What you will do:
1. Copy the part of the contract excerpt from "Confidential Information does" up to and including "under Section 2(d).".
2. Based on the contract excerpt, say whether each statement below agrees with it. Answer yes or no for each and quote the deciding words of the excerpt.
(a) Confidential Information includes material that Xxxxx Systems has approved for unrestricted public disclosure.
(b) If the Purchased Stock is not Publicly Traded, its Market Value is its fair market value as determined in good faith by the Board of Directors.
(c) The Expiration Date is the later of the two dates the definition gives.
3. List every kind of price or value that the contract excerpt's definition of "Market Value" names as a way to measure a share of Purchased Stock.
**** Extracted text ****
Confidential Information does not include any information or
material that is approved by Xxxxx Systems for unrestricted
public disclosure.
(c) "Expiration Date" means the date and time as of which the Option
expires, which is the earlier of (i) the close of business on the
date one year after the entire Option has Vested or (ii) the date
and time as of which all rights to exercise the Option are
terminated under Section 2(d).
(d) "Market Value" of a share of Purchased Stock on a given date
means (i) if the Purchased Stock is Publicly Traded, the closing
sale price for Purchased Stock, as determined in good faith by
the Board of Directors, on such date or, if no closing sale price
is available for such date, on the most recent prior date for
which a closing sale price is available or, if no closing sale
price is available, the closing bid price, as so determined, on
such date or, if no closing bid price is available for such date,
the closing bid price on the most recent prior date for which a
closing bid price is available, or (ii) if the Purchased Stock is
not Publicly Traded, its fair market value, as determined in good
faith by the Board of Directors, as of the most recent Valuation
Date on or before such date.
**** Material provided ****
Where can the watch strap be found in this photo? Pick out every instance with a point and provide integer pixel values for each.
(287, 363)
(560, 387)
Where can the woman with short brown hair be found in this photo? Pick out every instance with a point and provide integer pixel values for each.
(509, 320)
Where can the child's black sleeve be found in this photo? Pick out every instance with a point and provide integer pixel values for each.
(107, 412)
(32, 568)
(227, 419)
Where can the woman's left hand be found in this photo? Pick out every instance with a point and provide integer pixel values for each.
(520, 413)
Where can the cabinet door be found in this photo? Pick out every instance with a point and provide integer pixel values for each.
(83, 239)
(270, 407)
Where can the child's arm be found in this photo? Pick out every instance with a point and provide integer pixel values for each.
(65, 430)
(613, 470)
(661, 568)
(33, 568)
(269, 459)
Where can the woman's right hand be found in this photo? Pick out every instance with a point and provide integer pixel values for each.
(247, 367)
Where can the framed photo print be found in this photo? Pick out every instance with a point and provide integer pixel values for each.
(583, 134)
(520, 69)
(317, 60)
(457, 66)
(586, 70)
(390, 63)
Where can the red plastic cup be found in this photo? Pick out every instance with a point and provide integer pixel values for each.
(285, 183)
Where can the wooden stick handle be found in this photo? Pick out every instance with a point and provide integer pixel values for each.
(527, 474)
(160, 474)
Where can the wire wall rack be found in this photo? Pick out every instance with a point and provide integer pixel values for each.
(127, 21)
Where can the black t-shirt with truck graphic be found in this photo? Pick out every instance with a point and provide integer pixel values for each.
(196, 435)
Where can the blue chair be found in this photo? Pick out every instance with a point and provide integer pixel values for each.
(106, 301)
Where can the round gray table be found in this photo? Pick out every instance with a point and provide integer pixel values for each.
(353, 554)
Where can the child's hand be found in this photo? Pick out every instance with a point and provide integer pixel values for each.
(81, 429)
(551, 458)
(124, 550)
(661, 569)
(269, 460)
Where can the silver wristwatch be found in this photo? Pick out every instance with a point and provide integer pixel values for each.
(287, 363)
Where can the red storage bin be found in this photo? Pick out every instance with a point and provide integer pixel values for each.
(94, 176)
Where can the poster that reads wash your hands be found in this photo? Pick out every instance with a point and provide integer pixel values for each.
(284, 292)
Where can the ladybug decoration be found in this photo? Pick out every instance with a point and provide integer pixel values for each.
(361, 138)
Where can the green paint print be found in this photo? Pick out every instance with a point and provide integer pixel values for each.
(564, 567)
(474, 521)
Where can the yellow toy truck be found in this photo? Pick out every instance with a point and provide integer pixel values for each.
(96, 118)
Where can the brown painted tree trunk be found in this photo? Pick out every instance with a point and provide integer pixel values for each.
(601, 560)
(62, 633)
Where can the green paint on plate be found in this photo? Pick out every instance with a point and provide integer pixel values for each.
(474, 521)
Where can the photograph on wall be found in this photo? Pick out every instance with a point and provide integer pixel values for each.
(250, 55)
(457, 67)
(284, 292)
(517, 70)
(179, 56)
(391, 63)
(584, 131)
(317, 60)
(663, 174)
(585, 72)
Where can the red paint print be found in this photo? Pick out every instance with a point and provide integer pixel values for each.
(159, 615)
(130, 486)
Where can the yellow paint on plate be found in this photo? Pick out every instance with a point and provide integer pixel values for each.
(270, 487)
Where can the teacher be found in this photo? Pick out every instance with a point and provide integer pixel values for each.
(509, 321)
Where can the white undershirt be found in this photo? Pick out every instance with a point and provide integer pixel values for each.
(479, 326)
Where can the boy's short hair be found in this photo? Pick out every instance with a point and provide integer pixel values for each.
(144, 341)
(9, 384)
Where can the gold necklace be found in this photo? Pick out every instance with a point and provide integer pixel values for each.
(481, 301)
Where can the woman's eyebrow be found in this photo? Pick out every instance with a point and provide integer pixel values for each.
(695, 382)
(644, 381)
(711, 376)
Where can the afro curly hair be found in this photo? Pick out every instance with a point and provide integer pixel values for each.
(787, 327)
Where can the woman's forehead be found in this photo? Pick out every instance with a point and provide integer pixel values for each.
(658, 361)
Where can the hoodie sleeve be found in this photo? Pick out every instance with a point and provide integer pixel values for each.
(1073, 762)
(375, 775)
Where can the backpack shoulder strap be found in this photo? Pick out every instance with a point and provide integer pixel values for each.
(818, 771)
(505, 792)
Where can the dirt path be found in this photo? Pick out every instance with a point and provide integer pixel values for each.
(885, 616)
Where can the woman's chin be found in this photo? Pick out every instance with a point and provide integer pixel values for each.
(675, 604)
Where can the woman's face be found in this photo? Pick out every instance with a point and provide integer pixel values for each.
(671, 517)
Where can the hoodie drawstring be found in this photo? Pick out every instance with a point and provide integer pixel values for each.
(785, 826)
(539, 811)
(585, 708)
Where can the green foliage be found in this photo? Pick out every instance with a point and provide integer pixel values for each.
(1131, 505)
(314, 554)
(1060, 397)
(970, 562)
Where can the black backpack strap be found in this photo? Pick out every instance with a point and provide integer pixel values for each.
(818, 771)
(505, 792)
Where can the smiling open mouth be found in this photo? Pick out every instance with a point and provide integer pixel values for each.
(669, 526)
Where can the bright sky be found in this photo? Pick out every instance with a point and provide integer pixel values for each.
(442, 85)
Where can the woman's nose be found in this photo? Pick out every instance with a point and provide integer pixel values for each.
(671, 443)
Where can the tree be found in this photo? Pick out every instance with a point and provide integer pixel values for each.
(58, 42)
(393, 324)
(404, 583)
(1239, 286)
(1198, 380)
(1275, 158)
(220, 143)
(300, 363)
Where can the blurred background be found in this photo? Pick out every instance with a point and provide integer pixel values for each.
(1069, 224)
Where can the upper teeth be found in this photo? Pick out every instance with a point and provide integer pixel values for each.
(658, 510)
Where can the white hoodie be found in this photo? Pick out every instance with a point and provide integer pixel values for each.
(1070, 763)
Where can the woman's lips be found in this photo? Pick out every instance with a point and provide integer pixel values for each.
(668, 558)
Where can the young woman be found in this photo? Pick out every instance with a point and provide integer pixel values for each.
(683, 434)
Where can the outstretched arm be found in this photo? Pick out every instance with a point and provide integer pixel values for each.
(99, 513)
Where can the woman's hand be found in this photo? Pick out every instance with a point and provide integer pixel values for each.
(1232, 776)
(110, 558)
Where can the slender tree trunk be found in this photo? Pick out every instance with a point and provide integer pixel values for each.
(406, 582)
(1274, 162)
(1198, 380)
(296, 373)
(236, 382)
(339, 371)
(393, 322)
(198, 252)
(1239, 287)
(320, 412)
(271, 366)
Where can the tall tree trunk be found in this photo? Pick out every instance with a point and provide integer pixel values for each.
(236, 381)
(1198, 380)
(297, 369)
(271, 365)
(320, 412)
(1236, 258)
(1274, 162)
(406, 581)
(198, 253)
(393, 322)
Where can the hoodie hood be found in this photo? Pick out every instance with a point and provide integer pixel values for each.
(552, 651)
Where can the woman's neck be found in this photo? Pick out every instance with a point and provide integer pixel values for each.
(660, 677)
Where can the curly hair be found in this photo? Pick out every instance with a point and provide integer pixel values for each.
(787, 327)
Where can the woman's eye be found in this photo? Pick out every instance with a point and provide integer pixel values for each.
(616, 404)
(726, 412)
****
Answer set:
1.
Confidential Information does not include any information or
material that is approved by Xxxxx Systems for unrestricted
public disclosure.
(c) "Expiration Date" means the date and time as of which the Option
expires, which is the earlier of (i) the close of business on the
date one year after the entire Option has Vested or (ii) the date
and time as of which all rights to exercise the Option are
terminated under Section 2(d).

2.
(a) No: "Confidential Information does not include any information or material that is approved by Xxxxx Systems for unrestricted public disclosure."
(b) Yes: "if the Purchased Stock is not Publicly Traded, its fair market value, as determined in good faith by the Board of Directors"
(c) No: "which is the earlier of"

3.
closing sale price
closing bid price
fair market value